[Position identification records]
┌────────

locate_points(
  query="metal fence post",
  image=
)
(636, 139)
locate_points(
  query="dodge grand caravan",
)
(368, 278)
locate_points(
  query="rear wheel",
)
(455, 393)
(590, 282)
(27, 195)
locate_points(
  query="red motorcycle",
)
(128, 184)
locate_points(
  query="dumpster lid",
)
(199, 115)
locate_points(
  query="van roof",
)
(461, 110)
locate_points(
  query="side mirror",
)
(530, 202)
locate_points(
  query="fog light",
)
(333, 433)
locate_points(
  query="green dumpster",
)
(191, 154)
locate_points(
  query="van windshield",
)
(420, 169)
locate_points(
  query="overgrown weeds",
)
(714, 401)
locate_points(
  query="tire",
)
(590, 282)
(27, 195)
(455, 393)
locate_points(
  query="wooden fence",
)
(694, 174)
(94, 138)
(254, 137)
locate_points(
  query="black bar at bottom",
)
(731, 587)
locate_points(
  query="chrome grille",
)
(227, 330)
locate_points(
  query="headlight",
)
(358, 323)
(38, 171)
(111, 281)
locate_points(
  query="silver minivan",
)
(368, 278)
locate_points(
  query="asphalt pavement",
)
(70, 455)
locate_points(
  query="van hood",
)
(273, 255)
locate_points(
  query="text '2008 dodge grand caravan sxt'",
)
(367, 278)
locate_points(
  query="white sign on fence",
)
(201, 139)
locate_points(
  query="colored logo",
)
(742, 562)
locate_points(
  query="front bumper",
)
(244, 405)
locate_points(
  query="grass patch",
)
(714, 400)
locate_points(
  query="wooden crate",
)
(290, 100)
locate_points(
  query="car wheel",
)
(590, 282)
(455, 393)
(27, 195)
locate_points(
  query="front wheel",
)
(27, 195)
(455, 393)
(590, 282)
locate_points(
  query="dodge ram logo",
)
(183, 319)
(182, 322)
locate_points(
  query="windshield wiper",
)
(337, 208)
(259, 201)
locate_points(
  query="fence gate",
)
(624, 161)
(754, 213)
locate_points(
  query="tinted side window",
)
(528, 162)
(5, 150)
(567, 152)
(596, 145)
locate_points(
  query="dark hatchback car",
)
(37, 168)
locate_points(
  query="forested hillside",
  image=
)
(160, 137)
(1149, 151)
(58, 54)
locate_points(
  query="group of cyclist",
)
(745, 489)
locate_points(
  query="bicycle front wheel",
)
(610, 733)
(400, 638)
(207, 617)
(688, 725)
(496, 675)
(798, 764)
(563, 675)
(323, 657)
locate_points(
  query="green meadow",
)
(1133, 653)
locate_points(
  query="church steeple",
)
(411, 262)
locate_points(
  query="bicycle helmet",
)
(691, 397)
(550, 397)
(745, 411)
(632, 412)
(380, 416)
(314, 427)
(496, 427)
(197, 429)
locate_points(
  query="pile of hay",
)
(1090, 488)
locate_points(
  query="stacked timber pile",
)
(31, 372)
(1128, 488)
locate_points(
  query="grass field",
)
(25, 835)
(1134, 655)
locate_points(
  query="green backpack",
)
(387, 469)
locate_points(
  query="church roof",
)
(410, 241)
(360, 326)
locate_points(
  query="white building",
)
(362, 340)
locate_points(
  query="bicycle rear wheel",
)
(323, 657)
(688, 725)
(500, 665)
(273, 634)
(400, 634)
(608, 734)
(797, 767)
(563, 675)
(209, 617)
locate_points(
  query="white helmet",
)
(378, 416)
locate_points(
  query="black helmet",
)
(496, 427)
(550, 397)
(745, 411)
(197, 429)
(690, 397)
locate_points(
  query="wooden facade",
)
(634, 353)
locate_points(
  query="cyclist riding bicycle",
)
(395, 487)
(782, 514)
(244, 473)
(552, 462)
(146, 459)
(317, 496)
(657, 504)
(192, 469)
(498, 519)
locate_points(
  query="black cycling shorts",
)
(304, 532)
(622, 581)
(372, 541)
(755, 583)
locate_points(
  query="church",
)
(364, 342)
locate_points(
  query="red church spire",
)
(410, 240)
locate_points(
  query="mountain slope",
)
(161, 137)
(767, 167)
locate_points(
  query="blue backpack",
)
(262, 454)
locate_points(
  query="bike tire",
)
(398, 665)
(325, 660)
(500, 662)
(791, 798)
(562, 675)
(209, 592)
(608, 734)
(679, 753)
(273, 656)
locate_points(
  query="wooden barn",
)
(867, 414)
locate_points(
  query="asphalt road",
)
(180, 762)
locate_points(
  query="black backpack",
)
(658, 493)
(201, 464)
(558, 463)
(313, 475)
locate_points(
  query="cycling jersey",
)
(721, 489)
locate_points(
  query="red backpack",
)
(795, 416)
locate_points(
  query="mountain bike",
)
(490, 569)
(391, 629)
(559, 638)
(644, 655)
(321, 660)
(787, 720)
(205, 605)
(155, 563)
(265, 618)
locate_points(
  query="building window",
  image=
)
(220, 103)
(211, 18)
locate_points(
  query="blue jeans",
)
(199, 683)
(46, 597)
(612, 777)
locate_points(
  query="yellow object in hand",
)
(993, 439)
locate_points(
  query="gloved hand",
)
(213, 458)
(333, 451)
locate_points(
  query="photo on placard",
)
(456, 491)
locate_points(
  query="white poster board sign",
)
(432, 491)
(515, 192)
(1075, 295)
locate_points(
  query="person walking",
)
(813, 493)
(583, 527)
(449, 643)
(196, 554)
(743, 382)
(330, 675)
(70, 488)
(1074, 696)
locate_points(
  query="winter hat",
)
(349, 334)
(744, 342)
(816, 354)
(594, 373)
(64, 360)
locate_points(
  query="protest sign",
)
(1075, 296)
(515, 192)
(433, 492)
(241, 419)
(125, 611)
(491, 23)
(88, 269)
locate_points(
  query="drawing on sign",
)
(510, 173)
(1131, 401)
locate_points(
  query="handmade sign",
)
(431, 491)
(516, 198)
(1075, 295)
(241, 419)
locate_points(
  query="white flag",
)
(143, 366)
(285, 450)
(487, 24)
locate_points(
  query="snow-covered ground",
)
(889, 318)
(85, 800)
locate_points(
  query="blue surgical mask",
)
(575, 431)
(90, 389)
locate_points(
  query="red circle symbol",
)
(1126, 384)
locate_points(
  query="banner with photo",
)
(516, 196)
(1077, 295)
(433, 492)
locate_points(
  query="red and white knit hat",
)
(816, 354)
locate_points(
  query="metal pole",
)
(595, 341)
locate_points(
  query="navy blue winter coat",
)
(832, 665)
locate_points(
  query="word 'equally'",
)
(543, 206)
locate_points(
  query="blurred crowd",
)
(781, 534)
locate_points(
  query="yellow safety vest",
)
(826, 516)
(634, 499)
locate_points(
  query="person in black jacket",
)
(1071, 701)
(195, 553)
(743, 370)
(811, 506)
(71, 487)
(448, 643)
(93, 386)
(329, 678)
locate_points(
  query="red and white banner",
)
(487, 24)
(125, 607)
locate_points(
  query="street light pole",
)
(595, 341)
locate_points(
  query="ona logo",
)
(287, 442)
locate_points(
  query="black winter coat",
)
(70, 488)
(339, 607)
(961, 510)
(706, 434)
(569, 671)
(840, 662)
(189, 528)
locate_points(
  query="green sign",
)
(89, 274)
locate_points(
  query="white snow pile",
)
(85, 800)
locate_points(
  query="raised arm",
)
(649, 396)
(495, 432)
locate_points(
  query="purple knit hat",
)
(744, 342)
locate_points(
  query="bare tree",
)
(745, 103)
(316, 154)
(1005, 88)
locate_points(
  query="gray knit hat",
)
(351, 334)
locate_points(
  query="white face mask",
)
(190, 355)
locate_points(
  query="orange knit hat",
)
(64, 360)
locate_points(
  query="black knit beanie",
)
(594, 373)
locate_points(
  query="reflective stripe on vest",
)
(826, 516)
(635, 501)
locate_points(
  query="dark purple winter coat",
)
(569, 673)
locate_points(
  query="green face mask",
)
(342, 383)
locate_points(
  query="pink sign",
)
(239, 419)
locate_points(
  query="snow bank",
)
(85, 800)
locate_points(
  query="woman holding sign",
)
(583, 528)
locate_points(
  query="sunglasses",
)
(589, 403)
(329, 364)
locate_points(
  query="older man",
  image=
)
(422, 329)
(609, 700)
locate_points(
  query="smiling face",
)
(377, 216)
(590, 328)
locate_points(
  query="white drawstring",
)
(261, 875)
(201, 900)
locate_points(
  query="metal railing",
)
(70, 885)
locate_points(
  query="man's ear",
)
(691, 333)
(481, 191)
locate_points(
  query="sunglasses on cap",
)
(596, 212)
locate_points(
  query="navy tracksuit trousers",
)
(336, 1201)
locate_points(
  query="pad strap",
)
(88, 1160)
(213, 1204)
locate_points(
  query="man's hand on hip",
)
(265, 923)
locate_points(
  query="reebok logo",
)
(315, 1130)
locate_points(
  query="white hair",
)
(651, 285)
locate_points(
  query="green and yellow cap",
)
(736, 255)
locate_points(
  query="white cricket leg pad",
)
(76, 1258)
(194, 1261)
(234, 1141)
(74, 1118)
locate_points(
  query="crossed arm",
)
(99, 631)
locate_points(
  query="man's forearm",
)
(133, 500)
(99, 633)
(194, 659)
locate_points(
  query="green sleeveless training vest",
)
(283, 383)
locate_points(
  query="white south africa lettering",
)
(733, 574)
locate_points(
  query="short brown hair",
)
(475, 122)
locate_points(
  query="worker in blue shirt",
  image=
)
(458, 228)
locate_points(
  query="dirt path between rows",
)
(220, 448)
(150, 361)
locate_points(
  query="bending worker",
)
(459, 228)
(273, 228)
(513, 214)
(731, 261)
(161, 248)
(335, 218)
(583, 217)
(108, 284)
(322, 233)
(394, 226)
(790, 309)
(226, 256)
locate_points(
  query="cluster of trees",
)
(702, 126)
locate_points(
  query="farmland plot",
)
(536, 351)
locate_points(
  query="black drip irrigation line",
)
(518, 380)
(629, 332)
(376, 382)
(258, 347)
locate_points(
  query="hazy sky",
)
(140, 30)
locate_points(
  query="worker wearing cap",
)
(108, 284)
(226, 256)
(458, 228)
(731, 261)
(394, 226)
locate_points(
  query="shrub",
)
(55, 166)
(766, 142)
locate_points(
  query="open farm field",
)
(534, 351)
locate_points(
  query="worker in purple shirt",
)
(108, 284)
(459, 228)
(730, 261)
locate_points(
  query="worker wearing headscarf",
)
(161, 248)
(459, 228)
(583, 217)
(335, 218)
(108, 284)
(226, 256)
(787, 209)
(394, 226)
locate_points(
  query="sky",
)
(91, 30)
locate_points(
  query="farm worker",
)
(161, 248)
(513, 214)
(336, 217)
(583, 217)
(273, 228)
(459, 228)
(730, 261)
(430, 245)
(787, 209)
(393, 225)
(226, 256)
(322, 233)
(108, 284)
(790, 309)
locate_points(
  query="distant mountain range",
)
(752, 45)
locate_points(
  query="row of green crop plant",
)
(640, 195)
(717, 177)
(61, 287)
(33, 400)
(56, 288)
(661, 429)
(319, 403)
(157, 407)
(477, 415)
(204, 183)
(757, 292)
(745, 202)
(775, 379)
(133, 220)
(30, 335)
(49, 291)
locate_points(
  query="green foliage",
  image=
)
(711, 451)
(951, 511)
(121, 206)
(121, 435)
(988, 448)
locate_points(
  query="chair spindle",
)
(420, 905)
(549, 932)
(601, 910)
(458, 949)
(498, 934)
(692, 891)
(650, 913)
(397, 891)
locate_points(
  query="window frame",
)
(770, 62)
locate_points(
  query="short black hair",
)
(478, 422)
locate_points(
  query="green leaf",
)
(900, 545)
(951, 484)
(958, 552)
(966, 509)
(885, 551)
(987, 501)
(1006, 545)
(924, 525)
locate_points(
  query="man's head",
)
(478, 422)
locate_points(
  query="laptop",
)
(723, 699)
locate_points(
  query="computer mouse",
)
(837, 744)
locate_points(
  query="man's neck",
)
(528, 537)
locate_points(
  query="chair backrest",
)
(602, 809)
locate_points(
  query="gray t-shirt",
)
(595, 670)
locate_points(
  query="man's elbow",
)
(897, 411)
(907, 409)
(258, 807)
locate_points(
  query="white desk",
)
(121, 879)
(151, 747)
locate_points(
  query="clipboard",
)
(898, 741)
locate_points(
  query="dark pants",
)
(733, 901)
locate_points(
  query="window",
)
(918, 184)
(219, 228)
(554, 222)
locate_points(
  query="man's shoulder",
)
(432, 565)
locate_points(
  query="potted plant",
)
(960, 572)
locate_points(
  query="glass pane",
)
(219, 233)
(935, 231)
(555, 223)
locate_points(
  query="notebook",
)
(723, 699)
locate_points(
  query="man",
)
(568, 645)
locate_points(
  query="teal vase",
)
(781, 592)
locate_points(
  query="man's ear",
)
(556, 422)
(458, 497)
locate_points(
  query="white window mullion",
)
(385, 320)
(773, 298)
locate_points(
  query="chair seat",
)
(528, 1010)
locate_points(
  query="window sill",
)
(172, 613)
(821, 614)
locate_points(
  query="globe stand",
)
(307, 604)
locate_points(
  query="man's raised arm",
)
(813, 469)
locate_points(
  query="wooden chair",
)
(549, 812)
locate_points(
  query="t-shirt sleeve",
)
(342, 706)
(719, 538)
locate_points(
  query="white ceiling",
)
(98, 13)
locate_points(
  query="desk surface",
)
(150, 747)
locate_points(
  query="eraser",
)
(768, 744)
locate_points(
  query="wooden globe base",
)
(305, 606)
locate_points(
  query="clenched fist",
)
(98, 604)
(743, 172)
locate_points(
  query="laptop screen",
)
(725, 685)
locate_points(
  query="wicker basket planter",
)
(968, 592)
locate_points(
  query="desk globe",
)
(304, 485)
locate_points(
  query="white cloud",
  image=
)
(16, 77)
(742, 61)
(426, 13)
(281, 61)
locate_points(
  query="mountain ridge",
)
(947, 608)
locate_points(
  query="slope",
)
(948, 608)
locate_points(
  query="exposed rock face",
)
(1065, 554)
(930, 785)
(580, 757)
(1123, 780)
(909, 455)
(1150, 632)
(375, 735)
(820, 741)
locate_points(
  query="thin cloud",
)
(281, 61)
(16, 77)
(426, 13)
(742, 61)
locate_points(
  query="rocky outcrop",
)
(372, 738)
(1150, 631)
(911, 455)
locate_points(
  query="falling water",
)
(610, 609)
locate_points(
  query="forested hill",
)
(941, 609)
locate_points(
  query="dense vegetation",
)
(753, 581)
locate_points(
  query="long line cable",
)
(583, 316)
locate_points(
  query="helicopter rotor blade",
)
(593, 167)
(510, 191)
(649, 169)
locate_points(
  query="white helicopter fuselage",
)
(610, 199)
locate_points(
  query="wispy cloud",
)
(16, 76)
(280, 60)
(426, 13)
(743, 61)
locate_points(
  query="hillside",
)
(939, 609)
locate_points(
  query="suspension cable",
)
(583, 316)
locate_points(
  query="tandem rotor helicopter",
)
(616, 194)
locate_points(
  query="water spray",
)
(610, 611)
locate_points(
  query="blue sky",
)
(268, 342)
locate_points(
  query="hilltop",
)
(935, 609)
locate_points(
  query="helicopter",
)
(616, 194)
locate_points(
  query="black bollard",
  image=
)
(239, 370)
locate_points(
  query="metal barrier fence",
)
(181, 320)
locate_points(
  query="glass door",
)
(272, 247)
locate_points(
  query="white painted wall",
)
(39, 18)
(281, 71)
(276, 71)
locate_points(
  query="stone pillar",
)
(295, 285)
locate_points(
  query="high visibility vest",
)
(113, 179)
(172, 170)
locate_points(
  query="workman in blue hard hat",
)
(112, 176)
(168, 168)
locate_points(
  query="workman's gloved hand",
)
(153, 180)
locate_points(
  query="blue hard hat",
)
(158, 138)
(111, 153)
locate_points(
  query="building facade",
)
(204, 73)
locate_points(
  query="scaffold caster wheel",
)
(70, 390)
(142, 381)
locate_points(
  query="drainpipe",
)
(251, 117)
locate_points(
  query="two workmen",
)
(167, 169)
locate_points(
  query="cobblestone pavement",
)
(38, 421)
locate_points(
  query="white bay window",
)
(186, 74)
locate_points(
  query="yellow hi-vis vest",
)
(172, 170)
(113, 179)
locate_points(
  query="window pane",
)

└────────

EXERCISE GOAL:
Which lines in the rows above contain the string "church"? Copy each of them.

COMPLETE RESPONSE:
  query="church steeple",
  query="church roof",
  query="church",
  query="red church spire",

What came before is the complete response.